(Text block Opens)

Improving health and safety on site: hydraulic injection awareness

August 29, 2018
CanWEA’s Operations and Maintenance Caucus continues to work on raising awareness of hazards associated with managing industrial equipment on a wind farm, such as hydraulic injection.
Working with heavy duty industrial equipment is serious business. Canadian wind farm health and safety experts treat everything from setting foot on site to going home at the end of the day as an activity to be managed, calculated and continuously improved on. To help raise awareness of the main hazards involved in working on a wind farm, CanWEA’s Operations and Maintenance Caucus developed two pamphlets for first responders that could aid rescue or prevent misdiagnosis. One of the pamphlets focuses on hydraulic injection.
Hydraulic equipment is found in the hub of some wind turbines as well as construction equipment. Hydraulic rams are sometimes used to control the pitch of the blades providing control over power output of the turbine. Aging, fatigued, faulty or otherwise damaged hydraulic equipment can suffer a small pin-hole leak that projects a high-pressure stream of hydraulic fluid. A worker exposed to the stream can suffer a puncture in the skin and entry of hydraulic fluid into the tissue. Such an injury requires immediate medical attention.

(Text block Closes)

**Prompt**
What comes next in the article on hydraulic injection awareness? Write the next part, starting right after its final sentence. The material after this point is unrelated to the article and comes from another source.

(Material shown Opens)

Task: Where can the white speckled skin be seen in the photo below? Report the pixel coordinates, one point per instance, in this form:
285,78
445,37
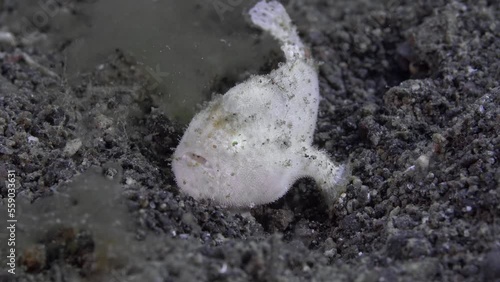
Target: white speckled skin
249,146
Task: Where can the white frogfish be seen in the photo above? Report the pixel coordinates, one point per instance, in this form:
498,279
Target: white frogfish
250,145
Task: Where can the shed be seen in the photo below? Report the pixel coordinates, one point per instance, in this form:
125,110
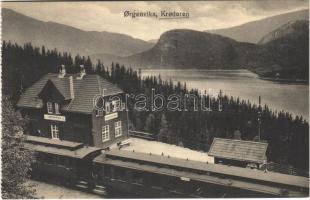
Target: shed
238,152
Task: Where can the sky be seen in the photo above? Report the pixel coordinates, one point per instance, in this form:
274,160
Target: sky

(Material shown Closes)
(Material shown Opens)

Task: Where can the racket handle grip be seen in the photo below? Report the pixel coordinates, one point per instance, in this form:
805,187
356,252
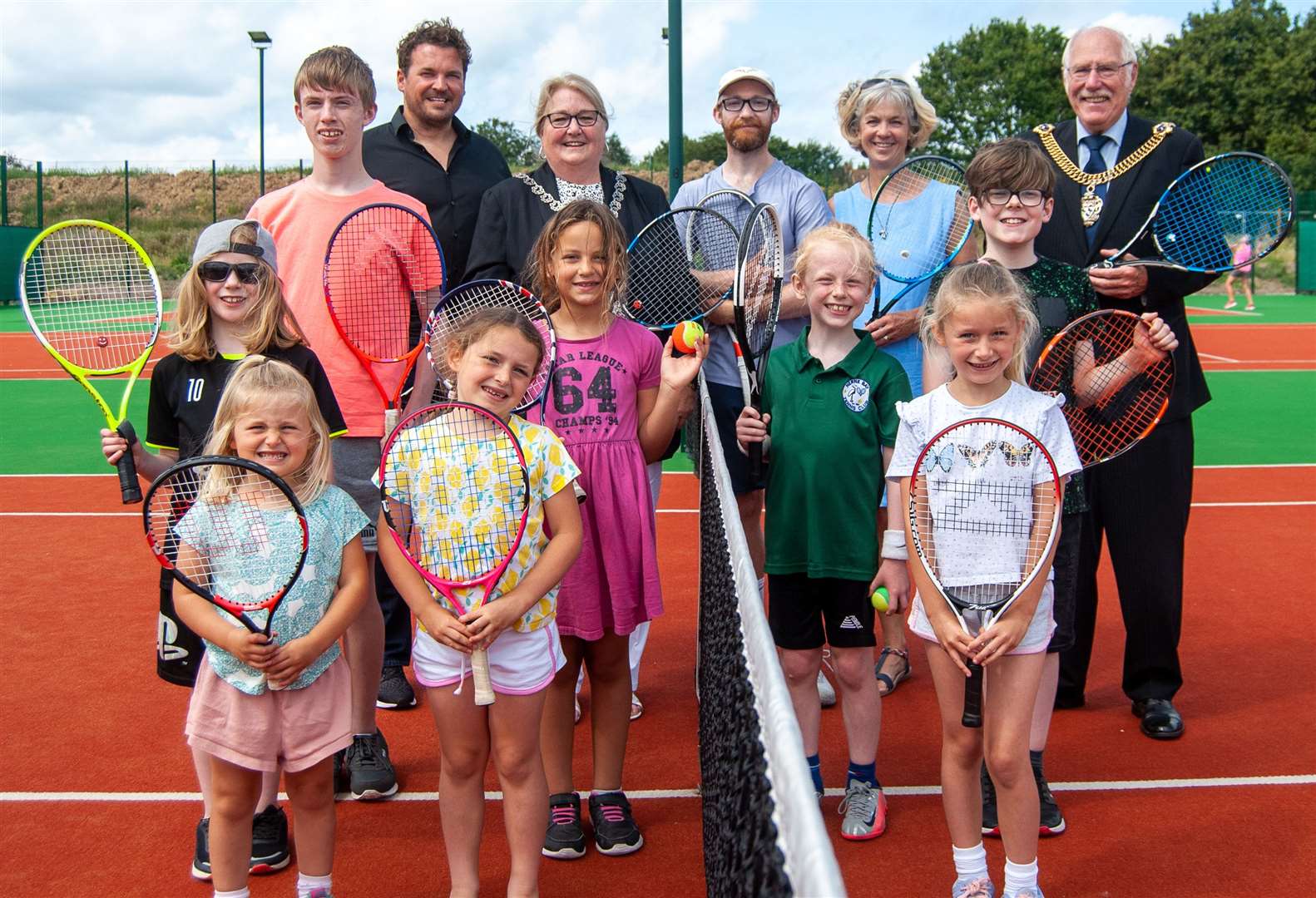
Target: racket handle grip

(Material shown Closes)
(Material shown Opens)

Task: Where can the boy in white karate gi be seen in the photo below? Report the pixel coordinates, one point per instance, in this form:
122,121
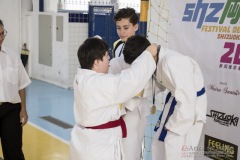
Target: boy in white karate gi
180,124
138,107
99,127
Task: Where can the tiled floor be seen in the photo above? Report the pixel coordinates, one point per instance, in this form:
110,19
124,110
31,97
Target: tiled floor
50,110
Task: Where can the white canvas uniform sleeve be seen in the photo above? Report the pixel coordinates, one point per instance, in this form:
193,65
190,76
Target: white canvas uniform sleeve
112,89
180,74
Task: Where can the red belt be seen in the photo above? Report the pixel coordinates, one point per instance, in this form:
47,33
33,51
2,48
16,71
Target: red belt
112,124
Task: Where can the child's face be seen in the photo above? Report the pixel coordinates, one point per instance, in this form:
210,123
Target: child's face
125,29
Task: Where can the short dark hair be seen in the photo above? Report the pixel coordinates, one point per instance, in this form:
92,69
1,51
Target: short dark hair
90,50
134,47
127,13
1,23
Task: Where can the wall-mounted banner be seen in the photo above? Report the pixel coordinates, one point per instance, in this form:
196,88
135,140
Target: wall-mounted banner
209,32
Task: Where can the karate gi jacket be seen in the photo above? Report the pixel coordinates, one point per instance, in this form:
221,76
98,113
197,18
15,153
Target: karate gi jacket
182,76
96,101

(Material shown Closes)

**Your response**
As wind turbines are operated in unique non-industrial locations, first responders and hospitals very rarely interact with certain kinds of injuries that may be possible on a wind farm which increases potential for misdiagnosis of the condition.
That’s where CanWEA’s Hydraulic Injection Awareness for First Responders pamphlet comes in. It’s a short introduction to the hazard, symptoms and injury of a hydraulic injection incident. Wind farm operators are now using this resource to raise awareness with the dedicated men and women who would be the first ones on their site in the event of an emergency so that they are as prepared as possible to support local workers.
This is an excellent example of the type of work that can be accomplished through collaboration and shows the continuous improvement that the wind industry in Canada strives for every day to deliver clean, renewable power in a safe and sustainable way.